Extracted data entries
================

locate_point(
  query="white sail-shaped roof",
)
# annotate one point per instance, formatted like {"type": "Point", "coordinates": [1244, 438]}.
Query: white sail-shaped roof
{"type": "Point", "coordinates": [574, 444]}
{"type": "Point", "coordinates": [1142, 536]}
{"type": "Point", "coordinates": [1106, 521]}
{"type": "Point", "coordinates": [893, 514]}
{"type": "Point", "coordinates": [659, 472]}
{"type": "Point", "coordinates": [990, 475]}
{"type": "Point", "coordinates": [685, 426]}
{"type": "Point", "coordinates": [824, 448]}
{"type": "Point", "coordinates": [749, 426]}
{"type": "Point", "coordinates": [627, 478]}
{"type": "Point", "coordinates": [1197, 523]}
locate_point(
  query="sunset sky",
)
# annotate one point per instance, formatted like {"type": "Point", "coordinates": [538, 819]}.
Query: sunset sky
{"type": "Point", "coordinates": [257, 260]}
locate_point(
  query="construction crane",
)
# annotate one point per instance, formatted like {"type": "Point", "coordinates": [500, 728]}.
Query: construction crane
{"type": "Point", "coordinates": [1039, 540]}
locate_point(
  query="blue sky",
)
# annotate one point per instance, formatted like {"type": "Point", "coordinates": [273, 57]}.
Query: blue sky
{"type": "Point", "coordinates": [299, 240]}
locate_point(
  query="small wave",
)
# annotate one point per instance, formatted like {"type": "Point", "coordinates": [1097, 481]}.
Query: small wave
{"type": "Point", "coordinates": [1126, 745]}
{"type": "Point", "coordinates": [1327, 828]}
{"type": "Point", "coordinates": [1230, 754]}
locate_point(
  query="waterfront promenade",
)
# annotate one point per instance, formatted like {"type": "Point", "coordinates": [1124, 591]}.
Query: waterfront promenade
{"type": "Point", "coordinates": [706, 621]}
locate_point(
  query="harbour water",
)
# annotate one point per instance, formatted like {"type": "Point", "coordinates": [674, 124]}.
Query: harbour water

================

*TASK TO CARRY OUT*
Go through the records and copy each line with "instance" in it.

*PROBLEM SOLUTION*
# annotate one point per instance, formatted like {"type": "Point", "coordinates": [1244, 438]}.
# annotate one point per instance, formatted like {"type": "Point", "coordinates": [538, 819]}.
# annotate one point per instance, formatted like {"type": "Point", "coordinates": [500, 728]}.
# annotate one point per instance, formatted like {"type": "Point", "coordinates": [273, 57]}.
# annotate one point per instance, formatted like {"type": "Point", "coordinates": [1097, 481]}.
# annotate one point per instance, formatted like {"type": "Point", "coordinates": [1124, 591]}.
# annotate one point per instance, formatted like {"type": "Point", "coordinates": [674, 124]}.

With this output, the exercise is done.